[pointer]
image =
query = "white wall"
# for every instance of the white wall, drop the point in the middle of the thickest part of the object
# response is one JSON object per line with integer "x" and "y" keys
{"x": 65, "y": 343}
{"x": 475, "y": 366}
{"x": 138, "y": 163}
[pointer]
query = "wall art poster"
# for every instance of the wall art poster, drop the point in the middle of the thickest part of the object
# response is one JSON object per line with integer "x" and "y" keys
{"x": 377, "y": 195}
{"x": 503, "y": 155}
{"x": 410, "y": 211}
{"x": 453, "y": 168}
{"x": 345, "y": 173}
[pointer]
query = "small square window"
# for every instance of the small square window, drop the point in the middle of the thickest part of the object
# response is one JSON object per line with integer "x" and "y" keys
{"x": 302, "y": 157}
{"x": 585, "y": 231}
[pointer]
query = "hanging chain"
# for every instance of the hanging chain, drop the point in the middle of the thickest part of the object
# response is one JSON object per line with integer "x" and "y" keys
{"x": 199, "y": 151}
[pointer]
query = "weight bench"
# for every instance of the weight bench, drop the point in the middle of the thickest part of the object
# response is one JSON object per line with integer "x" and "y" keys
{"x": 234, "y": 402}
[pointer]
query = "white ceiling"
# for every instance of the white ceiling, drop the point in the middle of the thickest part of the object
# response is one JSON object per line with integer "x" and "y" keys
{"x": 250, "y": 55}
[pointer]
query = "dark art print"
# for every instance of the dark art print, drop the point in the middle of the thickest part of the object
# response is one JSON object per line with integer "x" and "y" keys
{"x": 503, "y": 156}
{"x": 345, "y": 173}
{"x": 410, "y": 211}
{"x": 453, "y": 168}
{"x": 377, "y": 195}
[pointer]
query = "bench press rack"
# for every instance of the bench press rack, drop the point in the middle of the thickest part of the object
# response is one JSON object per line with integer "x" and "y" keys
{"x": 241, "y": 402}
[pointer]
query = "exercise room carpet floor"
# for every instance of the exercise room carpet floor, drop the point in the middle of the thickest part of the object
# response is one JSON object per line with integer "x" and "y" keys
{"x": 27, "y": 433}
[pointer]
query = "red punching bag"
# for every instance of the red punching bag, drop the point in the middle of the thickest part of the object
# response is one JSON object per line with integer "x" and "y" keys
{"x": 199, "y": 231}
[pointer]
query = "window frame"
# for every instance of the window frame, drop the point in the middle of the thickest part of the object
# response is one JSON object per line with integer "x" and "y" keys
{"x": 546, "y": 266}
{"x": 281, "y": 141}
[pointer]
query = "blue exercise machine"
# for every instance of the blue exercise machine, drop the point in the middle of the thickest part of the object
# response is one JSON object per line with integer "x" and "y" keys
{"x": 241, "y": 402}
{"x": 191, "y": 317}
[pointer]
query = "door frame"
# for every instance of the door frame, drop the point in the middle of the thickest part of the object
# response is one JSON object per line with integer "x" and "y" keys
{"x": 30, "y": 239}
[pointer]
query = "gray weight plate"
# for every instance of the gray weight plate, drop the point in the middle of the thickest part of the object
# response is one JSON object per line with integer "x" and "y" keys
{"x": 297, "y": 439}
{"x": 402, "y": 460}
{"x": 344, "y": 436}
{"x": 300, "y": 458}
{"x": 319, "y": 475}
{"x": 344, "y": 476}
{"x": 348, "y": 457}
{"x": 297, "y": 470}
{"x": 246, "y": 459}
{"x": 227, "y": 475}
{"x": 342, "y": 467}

=======

Look above for every line with the word "press" and copy it.

query = "bench press rack"
# for every instance of the bench press rack, drop the point in the middle of the thickest part of the object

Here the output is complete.